(Task directions) Gather every line in the items that contains the word "entrance" and copy each one out.

(Record set)
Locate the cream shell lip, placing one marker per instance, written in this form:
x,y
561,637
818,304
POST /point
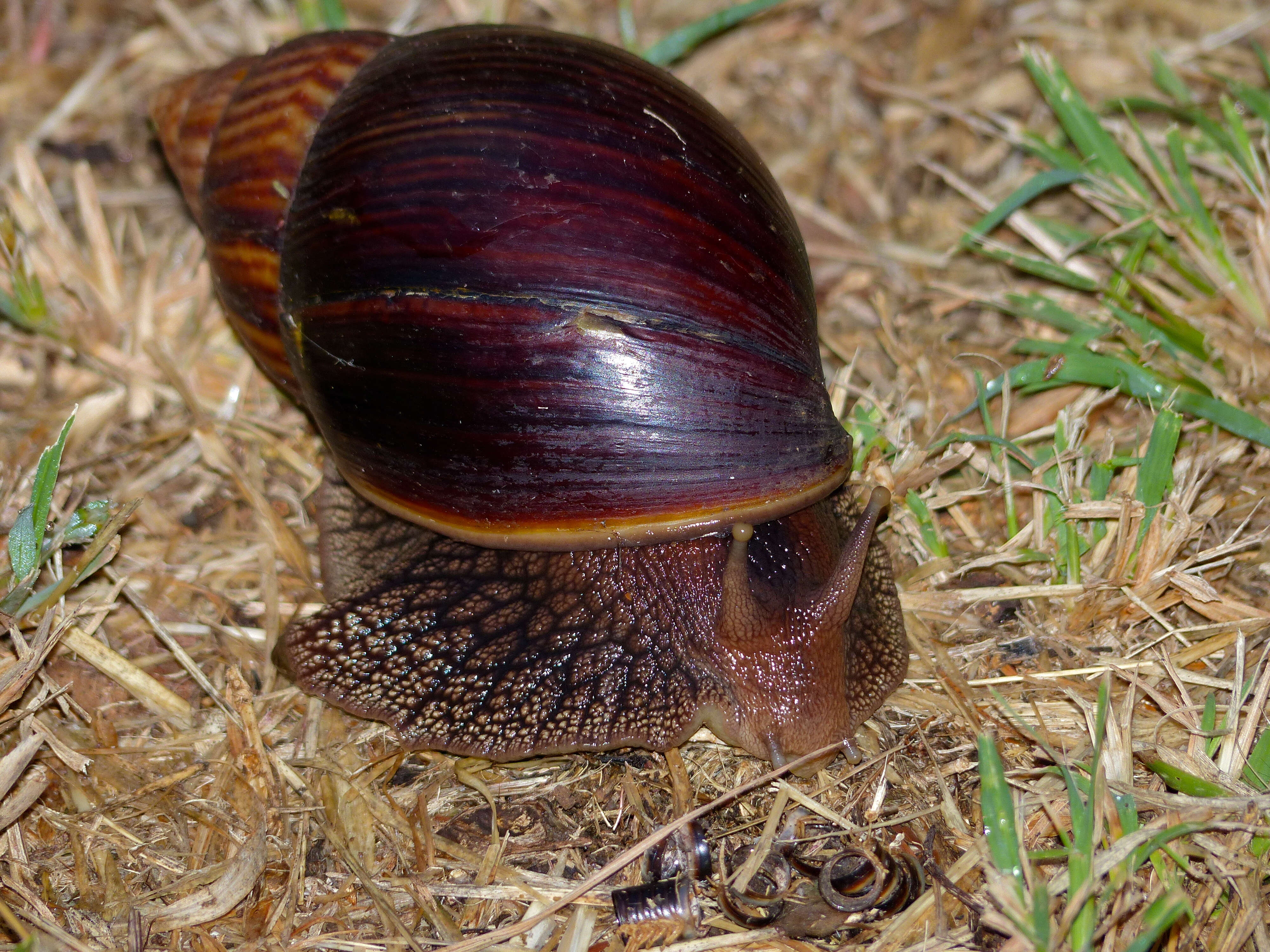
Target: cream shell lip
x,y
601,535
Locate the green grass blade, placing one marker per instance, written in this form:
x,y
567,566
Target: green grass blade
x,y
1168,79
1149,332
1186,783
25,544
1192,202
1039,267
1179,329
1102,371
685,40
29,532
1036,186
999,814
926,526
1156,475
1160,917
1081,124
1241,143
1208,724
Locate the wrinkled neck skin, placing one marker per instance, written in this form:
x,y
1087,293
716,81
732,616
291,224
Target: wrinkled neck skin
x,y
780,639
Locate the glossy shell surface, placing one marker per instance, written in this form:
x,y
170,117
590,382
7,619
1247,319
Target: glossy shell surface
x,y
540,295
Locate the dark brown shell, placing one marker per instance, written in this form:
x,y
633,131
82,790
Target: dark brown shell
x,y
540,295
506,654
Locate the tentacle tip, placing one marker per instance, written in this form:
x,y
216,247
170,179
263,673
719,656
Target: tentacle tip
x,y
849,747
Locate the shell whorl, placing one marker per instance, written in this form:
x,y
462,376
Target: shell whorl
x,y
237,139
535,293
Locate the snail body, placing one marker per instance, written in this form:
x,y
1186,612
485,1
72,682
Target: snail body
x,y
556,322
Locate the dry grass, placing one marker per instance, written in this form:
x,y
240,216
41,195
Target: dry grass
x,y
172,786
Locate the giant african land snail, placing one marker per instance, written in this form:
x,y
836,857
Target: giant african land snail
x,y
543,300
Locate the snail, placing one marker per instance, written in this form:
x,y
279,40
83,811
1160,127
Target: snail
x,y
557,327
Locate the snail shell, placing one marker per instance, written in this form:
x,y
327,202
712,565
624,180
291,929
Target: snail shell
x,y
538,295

* * *

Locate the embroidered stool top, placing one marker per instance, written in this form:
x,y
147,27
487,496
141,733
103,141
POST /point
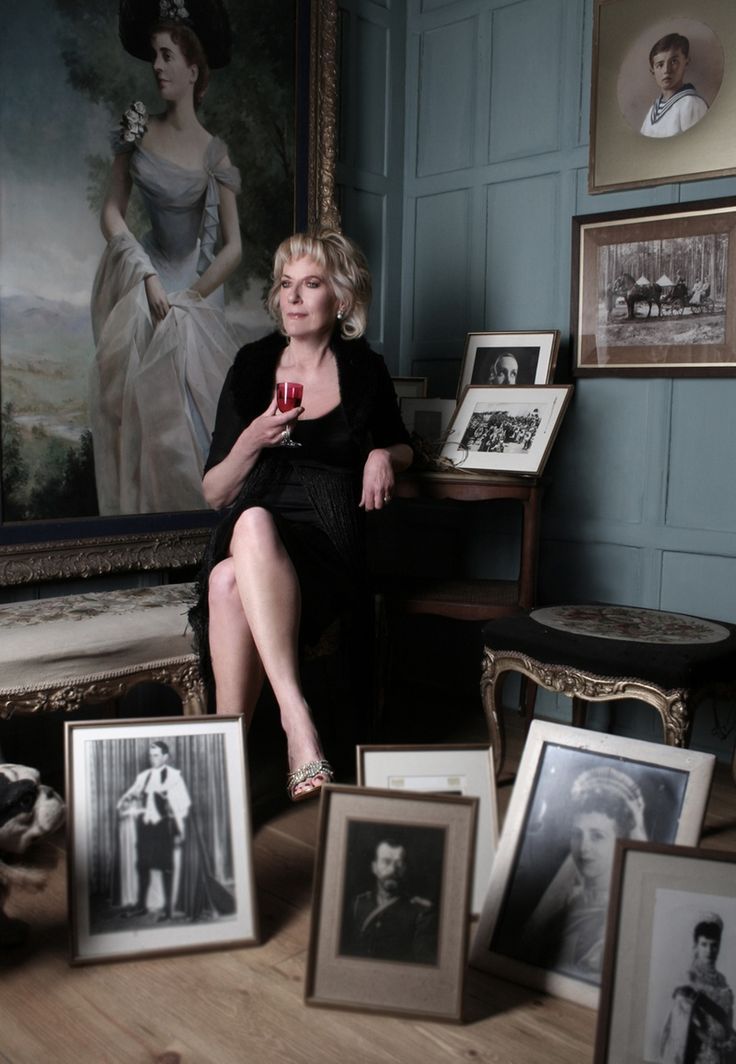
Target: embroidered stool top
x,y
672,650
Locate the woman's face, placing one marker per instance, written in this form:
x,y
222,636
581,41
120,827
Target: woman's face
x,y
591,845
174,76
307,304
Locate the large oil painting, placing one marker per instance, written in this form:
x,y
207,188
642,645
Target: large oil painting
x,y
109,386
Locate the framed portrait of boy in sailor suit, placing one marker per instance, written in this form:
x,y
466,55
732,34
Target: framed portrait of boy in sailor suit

==

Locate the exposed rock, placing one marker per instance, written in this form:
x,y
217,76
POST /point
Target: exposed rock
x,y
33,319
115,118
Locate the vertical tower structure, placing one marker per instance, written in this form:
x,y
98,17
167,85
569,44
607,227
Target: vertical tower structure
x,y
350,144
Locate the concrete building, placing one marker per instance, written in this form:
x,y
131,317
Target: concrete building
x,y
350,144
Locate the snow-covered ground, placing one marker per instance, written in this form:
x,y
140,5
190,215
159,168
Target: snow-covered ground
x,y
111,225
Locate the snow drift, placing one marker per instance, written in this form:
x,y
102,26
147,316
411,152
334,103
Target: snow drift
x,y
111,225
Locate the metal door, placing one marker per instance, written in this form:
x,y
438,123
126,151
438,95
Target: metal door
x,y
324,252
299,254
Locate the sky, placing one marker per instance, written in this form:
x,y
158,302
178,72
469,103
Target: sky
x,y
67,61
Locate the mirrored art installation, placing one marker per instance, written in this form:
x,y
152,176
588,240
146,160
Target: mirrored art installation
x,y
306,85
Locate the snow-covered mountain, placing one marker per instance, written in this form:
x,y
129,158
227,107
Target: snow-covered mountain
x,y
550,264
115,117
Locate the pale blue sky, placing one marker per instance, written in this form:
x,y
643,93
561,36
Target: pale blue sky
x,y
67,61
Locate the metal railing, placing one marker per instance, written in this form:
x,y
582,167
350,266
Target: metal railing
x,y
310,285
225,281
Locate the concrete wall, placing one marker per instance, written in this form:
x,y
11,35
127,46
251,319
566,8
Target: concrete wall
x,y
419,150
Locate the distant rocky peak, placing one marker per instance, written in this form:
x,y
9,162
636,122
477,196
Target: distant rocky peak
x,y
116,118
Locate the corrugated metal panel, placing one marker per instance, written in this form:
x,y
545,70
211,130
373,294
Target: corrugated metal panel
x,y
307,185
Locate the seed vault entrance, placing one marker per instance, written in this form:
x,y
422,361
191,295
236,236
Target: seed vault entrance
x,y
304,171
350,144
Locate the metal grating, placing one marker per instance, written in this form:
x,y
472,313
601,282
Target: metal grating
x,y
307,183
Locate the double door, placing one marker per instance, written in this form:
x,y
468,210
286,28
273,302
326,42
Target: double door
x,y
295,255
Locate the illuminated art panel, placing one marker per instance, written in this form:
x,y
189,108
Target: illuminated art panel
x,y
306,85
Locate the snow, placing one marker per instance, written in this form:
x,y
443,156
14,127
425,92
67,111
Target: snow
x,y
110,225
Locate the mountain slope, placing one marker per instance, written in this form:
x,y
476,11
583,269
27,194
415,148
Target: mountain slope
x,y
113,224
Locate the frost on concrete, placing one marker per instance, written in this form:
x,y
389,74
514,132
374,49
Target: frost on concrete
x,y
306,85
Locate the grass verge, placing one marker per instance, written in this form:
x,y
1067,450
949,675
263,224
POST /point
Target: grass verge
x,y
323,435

(Answer to the exercise)
Locate the seed vault entrance, placing one marker per instance, written in this form:
Target: seed vault entrance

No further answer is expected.